# YOUR GOAL
Though the entries contain pictures, the copy you make should hold only the rest, exactly as written.
── AVAILABLE DATA
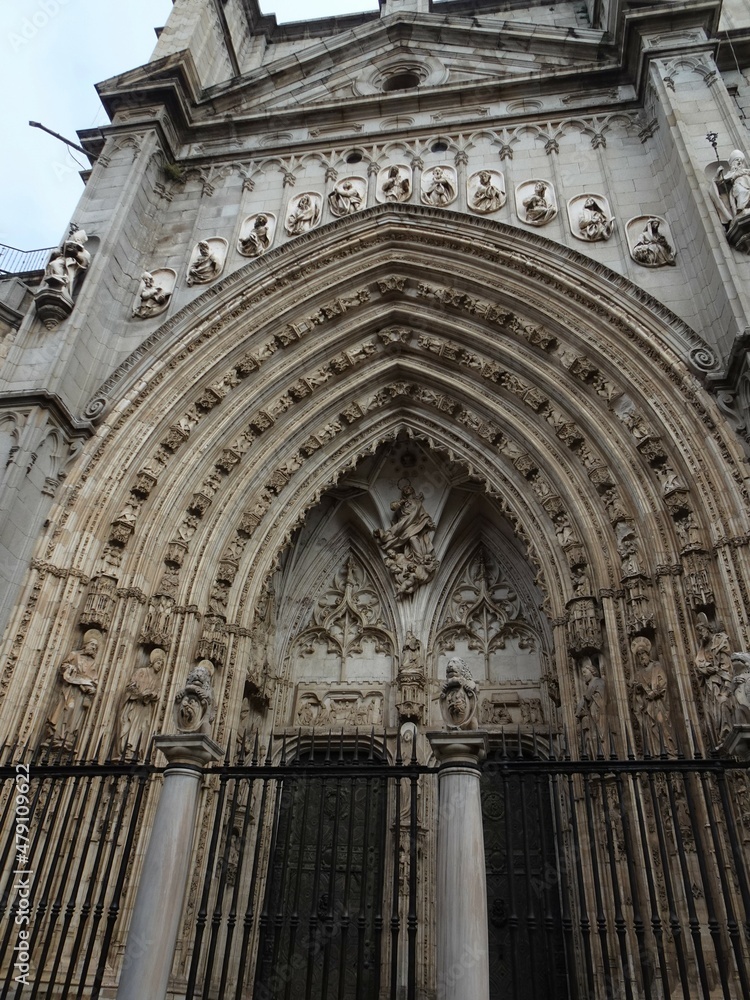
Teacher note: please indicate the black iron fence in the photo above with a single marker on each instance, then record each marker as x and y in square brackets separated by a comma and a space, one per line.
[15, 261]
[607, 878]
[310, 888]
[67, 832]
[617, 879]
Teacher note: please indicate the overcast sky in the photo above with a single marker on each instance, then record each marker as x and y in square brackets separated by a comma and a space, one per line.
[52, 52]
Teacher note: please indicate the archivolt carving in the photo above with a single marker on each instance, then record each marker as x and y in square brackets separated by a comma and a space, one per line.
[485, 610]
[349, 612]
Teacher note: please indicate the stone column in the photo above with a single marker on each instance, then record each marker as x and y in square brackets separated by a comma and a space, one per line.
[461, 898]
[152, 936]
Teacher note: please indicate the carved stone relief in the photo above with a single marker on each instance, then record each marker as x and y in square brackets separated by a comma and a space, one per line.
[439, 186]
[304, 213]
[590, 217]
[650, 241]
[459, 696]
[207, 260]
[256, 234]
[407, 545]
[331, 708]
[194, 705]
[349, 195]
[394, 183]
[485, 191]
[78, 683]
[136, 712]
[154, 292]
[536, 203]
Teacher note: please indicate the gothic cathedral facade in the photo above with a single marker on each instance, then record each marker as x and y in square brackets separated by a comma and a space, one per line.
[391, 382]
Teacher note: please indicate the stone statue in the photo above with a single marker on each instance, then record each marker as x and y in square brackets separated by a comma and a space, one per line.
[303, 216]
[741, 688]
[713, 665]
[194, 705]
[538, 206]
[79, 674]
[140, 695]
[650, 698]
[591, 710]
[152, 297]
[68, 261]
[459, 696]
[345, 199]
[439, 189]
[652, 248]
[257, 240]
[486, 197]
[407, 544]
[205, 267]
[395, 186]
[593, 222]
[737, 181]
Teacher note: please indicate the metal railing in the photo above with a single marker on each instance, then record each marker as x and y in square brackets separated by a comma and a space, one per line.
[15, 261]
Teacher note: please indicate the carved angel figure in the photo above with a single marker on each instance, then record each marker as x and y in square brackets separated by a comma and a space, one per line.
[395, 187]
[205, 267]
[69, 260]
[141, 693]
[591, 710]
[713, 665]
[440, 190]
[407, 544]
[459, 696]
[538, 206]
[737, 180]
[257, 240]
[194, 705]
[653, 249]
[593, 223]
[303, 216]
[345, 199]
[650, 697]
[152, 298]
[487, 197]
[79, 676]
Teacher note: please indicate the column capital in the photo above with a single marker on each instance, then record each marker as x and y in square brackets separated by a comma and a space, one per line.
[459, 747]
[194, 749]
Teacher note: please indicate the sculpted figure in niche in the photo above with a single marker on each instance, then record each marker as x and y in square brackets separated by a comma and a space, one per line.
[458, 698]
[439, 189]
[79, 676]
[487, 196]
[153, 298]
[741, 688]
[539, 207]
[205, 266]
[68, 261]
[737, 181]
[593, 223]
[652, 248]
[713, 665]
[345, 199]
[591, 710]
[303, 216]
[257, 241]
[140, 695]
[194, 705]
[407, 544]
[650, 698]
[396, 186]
────
# OUTPUT OF THE TASK
Teacher note: please indicate the black iron fence in the photo above with a single marker on each instance, then record each marker as x and y in square brackets separated by a comma and a space, one per line.
[15, 261]
[607, 878]
[310, 888]
[67, 832]
[617, 879]
Teacher note: please indicate the overcast sky in the photo above with a single marker on each instance, then record each marker as x and y in square brackets separated by a comma and a space, one per line.
[52, 52]
Teacher note: please indicate the archivolt carving in the photo above with a single marker on each instance, then record each marker as x and y in square brackets separated by a comma and a space, one per line.
[485, 610]
[349, 612]
Teacher note: please indicate the stone column in the photo above with a single marker on each instance, then record each marker as x and y in square brackets separated by a comma and a space, one per line.
[461, 898]
[152, 936]
Teacher note: please indicate the carved stone relief in the photo above with a single marker on each instance, then record each marker as x and y in square brackets separated by a comma and a space, one per line.
[439, 186]
[304, 213]
[590, 217]
[650, 241]
[459, 696]
[207, 260]
[256, 234]
[407, 545]
[331, 708]
[194, 705]
[349, 195]
[394, 183]
[485, 191]
[78, 683]
[136, 712]
[154, 292]
[536, 203]
Teacher note: please indicate the gothic cathedral facade in the photo above with a single marker on each instance, then record each marker as x and y in square brackets separated by a comma and a space, one per line.
[391, 382]
Teacher note: please indicate the stone statue in the photo above with a single marker on each instance, then record each marker as x and y in square brackets separated by a comma and a space, one per line.
[303, 216]
[741, 688]
[713, 665]
[194, 705]
[538, 206]
[79, 674]
[140, 695]
[650, 698]
[591, 710]
[152, 297]
[68, 261]
[459, 696]
[345, 199]
[439, 189]
[652, 248]
[257, 240]
[486, 197]
[407, 544]
[205, 267]
[395, 186]
[593, 222]
[737, 181]
Teacher note: please indicate the metal railing in the photo above with a single marker on each instance, then record each marker as x and y in square brackets separated by a comma and a space, one per line.
[15, 261]
Teacher note: please indicate the carved angel figure in the photo above with a single marker on each instance, then record each marker as x and y in square brackets separated by a comma and a space, one per line.
[395, 187]
[205, 267]
[69, 260]
[141, 693]
[591, 710]
[713, 665]
[440, 190]
[407, 544]
[459, 696]
[538, 206]
[737, 180]
[257, 240]
[194, 705]
[653, 249]
[593, 223]
[303, 216]
[345, 199]
[650, 697]
[152, 298]
[487, 197]
[79, 676]
Teacher note: please indicate the column capital in the photo above with a single marker on each instance, then record each marker as x and y in square brackets separated by a comma and a space, one per line.
[459, 747]
[194, 749]
Teacher note: please indicate the sculpted figure in niche in the photo above with a single marker on each instance, then record each marker as x and y in square brackets separated by a comma and a space, one per line.
[458, 698]
[439, 189]
[79, 676]
[487, 196]
[153, 298]
[741, 688]
[539, 207]
[205, 266]
[68, 261]
[737, 181]
[593, 223]
[652, 248]
[713, 665]
[345, 199]
[591, 710]
[303, 216]
[257, 241]
[140, 695]
[194, 705]
[407, 544]
[650, 698]
[396, 186]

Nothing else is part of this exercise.